[Position annotation lines]
--- start ---

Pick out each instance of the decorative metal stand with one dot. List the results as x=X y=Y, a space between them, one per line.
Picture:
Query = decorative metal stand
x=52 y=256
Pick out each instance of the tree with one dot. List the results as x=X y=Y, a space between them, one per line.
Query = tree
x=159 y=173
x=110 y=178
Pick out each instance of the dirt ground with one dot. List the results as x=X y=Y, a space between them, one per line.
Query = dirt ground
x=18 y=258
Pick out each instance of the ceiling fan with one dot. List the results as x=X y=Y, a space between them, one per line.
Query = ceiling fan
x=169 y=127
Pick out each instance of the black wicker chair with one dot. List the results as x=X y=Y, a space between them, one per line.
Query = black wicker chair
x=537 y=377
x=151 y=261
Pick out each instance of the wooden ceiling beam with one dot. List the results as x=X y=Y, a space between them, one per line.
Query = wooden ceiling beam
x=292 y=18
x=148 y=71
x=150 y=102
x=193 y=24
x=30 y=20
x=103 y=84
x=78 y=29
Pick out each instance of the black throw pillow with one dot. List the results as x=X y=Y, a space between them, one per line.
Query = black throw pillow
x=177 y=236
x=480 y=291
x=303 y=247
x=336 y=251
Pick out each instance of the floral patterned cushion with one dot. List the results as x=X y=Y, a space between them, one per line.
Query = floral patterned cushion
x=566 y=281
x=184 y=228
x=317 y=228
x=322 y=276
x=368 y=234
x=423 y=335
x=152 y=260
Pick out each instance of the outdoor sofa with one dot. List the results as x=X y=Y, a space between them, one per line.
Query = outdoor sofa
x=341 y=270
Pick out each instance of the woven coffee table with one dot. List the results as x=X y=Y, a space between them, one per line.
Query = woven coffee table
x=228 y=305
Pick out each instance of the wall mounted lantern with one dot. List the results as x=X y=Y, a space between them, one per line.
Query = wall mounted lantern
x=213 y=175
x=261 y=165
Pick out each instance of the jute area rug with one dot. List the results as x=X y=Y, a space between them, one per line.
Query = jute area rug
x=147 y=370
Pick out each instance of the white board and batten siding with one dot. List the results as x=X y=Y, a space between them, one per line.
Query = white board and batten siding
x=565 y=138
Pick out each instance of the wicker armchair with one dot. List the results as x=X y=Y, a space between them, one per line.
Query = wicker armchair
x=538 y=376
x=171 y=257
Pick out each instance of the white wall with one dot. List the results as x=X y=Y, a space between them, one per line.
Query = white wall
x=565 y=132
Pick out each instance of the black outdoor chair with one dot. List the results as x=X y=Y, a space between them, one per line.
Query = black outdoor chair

--- end ---

TASK BRIEF – Update all of the lines above by replacing "one dot" with "a single point" wherever it occurs, and leave everything else as it is.

FINISHED EXERCISE –
Pick out each instance of the decorative metal stand with a single point. List the results as x=X y=Y, a space between them, one per line.
Picture:
Query = decorative metal stand
x=52 y=256
Pick out each instance of the tree with a single point. List the results as x=X y=Y, a space between them, one per line.
Query = tree
x=159 y=173
x=110 y=178
Pick out each instance of the dirt ground with a single point. List the results as x=X y=Y, a space between them, one per line.
Query = dirt ground
x=18 y=258
Pick out each instance of the ceiling fan with a single point. List the results as x=X y=Y, a space between them, one per line.
Query = ceiling fan
x=169 y=127
Pick out each instance of the black wicker chair with a single point. List the results as x=X y=Y, a space between them, one per line.
Query = black wicker chair
x=537 y=377
x=151 y=261
Pick out each instance of the wooden ceiling beam with a single point. List the results as x=X y=Y, a space between them, one per line.
Query = wooden ceiling beam
x=292 y=18
x=148 y=71
x=150 y=102
x=193 y=24
x=30 y=20
x=103 y=84
x=78 y=29
Pick out each instance of the black throw pillow with a single point. List the results as x=X y=Y, a space between them, one per line.
Query = black throw pillow
x=177 y=236
x=480 y=291
x=303 y=247
x=336 y=251
Pick out each instance of the floral patterned cushion with a single point. List the results as x=X y=Y, a space between them, one per line.
Query = floral patterned cushion
x=566 y=281
x=184 y=228
x=317 y=228
x=322 y=276
x=368 y=234
x=423 y=335
x=152 y=260
Pick out each instance of the outdoor sofa with a single point. List the results as x=X y=Y, a space between them, one per line.
Query = outdoor sofa
x=341 y=270
Pick out each instance of the woven coffee table with a single point. List the results as x=X y=Y, a space between them, one per line.
Query = woven coffee table
x=228 y=305
Pick out each instance of the wall mounted lantern with a single point. List the results as x=X y=Y, a space between them, one per line.
Query = wall mounted lantern
x=213 y=175
x=261 y=165
Pick out each instance of the jute area rug with a single point. List the results as x=X y=Y, a space between them, one per line.
Query = jute area rug
x=147 y=370
Pick out each instance of the white board and batten siding with a single point. List the results as x=X y=Y, a space between them, one per line.
Query = white board and batten siding
x=565 y=138
Pick out each instance of the wicker armchair with a single point. List the results as x=X y=Y, a space between them, one per line.
Query = wicker armchair
x=538 y=376
x=171 y=257
Pick out each instance of the white wall with a single point. List the results as x=X y=Y, a space between them, one per line.
Query = white wall
x=565 y=132
Pick out each instance of the black outdoor chair with a single point. List the results as x=X y=Y, a space between them, one per line.
Query = black outdoor chair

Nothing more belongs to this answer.